#### [Request 1]
From the passage on touch screen limitations, list every virtual or simulated input it names.
#### [Request 2]
Extend the passage on touch screen limitations, starting after its final sentence.

#### [Passage to read]
For example the interface is limited by and defined by the device size. Also the use of the display as a user interface input further decreases the display area available to display other information. Thus for example a touch screen display can lose a significant proportion of the display when a virtual keyboard or keypad is required. In other words a device screen can be blocked from displaying information where the device has to provide a touch input. Thus in some applications it can become annoying for the user to constantly move their hands from blocking the screen to see what is rendered by their input.
Furthermore for different kinds of input methods the use of a touch screen can be limiting, for example where the input is for a special application such as a simulated musical instrument. Simulating an instrument input using a touch screen can make the simulated instrument extremely hard to play as the user will find it hard to get full interactivity of (and emulation of) playing the instrument. Considering the requirements for ‘virtual’ drums the physical area of the touch screen is generally totally inadequate for the purpose of providing, an input and providing a reliable indication of how hard the user is hitting the ‘drum’ is difficult if not practically impossible to achieve.

[Shape boundary entries]
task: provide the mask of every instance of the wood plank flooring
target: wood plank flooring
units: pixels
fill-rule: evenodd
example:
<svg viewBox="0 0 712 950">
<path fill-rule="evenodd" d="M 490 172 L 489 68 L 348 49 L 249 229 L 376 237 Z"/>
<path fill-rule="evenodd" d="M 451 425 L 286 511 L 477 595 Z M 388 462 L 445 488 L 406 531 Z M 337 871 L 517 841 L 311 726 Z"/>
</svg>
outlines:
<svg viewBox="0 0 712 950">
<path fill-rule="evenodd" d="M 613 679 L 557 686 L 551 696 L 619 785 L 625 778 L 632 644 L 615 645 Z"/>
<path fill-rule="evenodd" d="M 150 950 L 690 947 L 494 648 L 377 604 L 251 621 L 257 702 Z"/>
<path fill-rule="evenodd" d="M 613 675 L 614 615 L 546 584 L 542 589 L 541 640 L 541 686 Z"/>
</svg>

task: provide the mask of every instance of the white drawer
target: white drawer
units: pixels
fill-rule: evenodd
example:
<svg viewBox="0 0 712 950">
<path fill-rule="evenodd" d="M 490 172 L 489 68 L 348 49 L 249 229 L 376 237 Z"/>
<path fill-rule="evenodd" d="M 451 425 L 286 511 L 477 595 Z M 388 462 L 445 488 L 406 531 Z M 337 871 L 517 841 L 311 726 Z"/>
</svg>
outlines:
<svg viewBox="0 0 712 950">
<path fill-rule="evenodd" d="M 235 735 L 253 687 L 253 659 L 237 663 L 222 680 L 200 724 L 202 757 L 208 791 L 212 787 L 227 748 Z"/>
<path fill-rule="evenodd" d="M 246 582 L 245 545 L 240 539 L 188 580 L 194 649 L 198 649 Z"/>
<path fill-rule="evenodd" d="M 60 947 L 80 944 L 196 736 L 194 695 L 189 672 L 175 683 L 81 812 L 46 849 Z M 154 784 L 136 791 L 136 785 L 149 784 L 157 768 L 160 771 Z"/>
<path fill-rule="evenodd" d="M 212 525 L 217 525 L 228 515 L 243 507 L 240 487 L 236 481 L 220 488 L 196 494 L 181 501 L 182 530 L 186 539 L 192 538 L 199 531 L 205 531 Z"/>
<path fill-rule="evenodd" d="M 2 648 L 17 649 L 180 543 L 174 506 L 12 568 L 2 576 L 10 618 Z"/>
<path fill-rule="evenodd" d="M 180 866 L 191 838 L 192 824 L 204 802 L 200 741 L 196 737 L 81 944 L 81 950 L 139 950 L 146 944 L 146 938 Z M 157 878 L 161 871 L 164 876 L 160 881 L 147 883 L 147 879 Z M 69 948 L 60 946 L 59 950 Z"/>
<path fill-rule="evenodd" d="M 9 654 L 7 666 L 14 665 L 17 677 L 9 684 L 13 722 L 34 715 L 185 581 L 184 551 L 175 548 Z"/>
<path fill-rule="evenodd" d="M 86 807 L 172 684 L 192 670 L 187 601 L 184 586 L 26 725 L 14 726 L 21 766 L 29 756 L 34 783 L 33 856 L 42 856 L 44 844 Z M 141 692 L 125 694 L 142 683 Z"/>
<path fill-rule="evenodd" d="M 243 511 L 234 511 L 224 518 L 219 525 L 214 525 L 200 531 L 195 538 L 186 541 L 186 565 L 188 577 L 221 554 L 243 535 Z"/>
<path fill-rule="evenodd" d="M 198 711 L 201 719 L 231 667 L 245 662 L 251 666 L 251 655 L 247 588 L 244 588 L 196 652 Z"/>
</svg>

#### [Written answer 1]
- virtual keyboard
- virtual keypad
- simulated musical instrument
- ‘virtual’ drums

#### [Written answer 2]
The concept of some embodiments as described herein is thus to describe a method of utilising spatial audio capture and audio directionality for incoming sounds to generate an input method for user interface signals. Thus as described herein producing sounds around the apparatus can be used as a method of input rather than using a touchscreen, mouse or keyboard.
In this regard reference is first made to FIG. 1 which shows a schematic block diagram of an exemplary apparatus or electronic device 10, which may implement the sound or audio based used interface embodiments described herein.
The apparatus 10 may for example be a mobile terminal or user equipment of a wireless communication system. In some embodiments the apparatus can be an audio player or audio recorder, such as an MP3 player, a media recorder/player (also known as an MP4 player), or any suitable portable apparatus suitable for recording audio or audio/video camcorder/memory audio or video recorder.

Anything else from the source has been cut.